→ **Exercise prompt**: Can you rewrite the records from the line containing "Could you point at the green" through the end of the records, changing "report" to "give" and leaving everything else the same?

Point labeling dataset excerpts
--- BEGIN ---
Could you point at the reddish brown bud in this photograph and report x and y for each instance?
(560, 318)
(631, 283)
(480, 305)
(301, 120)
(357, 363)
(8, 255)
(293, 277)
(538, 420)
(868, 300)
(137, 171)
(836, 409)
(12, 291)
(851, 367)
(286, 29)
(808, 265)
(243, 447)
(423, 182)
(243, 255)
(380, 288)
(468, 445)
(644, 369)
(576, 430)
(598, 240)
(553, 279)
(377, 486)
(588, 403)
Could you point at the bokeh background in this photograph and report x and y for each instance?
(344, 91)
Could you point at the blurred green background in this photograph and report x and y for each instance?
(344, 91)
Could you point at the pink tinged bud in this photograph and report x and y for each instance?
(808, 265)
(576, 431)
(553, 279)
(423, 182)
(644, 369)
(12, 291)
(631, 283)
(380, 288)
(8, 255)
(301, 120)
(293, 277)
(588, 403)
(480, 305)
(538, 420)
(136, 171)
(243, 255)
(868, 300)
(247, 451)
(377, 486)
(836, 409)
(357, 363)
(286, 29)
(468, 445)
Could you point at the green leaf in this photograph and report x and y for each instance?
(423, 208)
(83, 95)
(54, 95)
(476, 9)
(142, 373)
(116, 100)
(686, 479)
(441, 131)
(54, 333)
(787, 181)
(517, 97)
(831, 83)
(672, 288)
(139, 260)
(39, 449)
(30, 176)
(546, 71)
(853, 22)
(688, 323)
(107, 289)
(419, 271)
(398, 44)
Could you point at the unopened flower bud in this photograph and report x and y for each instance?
--- END ---
→ **Solution to the problem**:
Could you point at the green leaf in this photograph and give x and y for each instance?
(423, 208)
(83, 95)
(54, 95)
(476, 9)
(142, 373)
(116, 100)
(686, 479)
(441, 131)
(54, 333)
(787, 181)
(517, 97)
(831, 83)
(672, 288)
(139, 260)
(39, 449)
(30, 176)
(546, 71)
(853, 22)
(688, 323)
(107, 289)
(419, 271)
(398, 44)
Could you point at the unopened flower bud in this photograph and give x and y for each instance?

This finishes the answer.